What is expected: Hand back all of the records exactly as they read.

[Start of section]

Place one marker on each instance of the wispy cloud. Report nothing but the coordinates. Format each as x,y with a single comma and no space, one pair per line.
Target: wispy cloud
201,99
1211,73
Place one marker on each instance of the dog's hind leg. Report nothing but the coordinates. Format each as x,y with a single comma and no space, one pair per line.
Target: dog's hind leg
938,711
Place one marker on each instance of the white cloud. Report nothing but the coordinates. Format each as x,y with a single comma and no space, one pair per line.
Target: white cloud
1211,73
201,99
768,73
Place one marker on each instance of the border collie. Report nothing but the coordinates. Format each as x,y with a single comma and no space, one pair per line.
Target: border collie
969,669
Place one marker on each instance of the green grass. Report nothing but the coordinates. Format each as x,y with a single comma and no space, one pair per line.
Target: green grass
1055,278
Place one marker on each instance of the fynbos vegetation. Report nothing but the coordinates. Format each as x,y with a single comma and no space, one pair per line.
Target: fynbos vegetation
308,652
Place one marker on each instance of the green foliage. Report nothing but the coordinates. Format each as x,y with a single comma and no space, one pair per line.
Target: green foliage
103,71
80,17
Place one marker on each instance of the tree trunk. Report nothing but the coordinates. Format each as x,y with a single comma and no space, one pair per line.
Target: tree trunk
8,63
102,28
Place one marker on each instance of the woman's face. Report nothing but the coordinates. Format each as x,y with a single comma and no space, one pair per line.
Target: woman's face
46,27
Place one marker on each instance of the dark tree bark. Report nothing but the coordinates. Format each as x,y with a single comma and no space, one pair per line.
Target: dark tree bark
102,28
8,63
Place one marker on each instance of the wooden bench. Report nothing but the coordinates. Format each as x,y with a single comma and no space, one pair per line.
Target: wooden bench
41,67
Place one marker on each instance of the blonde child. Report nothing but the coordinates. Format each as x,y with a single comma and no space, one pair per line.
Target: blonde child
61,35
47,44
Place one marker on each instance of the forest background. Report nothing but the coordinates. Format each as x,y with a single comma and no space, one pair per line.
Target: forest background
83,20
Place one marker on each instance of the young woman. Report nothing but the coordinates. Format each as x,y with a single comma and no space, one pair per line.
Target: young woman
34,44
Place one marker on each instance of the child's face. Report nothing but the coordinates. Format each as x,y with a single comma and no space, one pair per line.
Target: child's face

[End of section]

Result of this task:
Place one marker on each instance of the wispy cloud. Report nothing but the coordinates. Format each as x,y with a single comma and no space, one pair per line.
Target: wispy cloud
201,99
1211,73
Place one marker on each instance of the dog's hind leg. Report nothing but the coordinates. Format each as x,y with a single comma and no space, one pair per line.
Target: dog's hind leg
938,711
Place one marker on each instance of the white cloud. Report nothing but the coordinates. Format each as x,y with a single comma and no space, one pair per line.
Target: white cloud
1211,73
201,99
768,73
Place one marker on each instance of the border collie. Report nothing but the coordinates. Format each as x,y with a single comma and no space, one pair per line.
Target: border collie
969,669
Place one marker on each instance of the green grass. Report nothing but the coordinates. Format each as x,y with a single comma and no space, one pair per line.
Target: green grass
1055,278
Place one marker on each instance of the fynbos vegetation. Report nothing but the coordinates. Format each as x,y with a single comma and no space, one pair per line.
Target: fynbos vegetation
308,652
Place one marker on each instance of the green foliage. Report nothing but the coordinates. Format each as x,y with a single comma and no space, one pair per line.
Target: green foliage
103,71
80,17
Place one marker on each instance of the tree trunk. Report nothing but the coordinates. Format each as x,y with a single comma and no space, one pair per line.
Target: tree trunk
8,63
102,28
Place one marker on each instance of the woman's face. Report nothing but the coordinates. Format each as x,y with a single comma and no space, one pair per line.
Target: woman's face
46,27
Place one marker on each instance of the dark tree bark. Report nothing but the coordinates. Format each as x,y with a single comma and no space, one pair per line.
Target: dark tree bark
102,28
8,63
Place one marker on each instance of the wooden bench. Report nothing but the coordinates. Format each as x,y with a single comma and no space, one pair per line.
Target: wooden bench
41,67
Place one marker on each instance of the blonde child. Report nothing but the coordinates. Format each as x,y with a single comma and no space, one pair per line.
Target: blonde child
61,35
47,44
Place one marker on each instance of the forest background. Report nothing but the coordinates. Format each as x,y with a single comma and no space, one pair per line.
Target: forest background
83,20
Place one marker on each instance of the young woman. Report nothing but the coordinates. Format each as x,y with a single comma and no space, one pair per line.
Target: young woman
34,44
Place one marker on each instance of the child's face. Report nothing but the coordinates. Format each as x,y with a single comma and no space, one pair per line.
Target: child's face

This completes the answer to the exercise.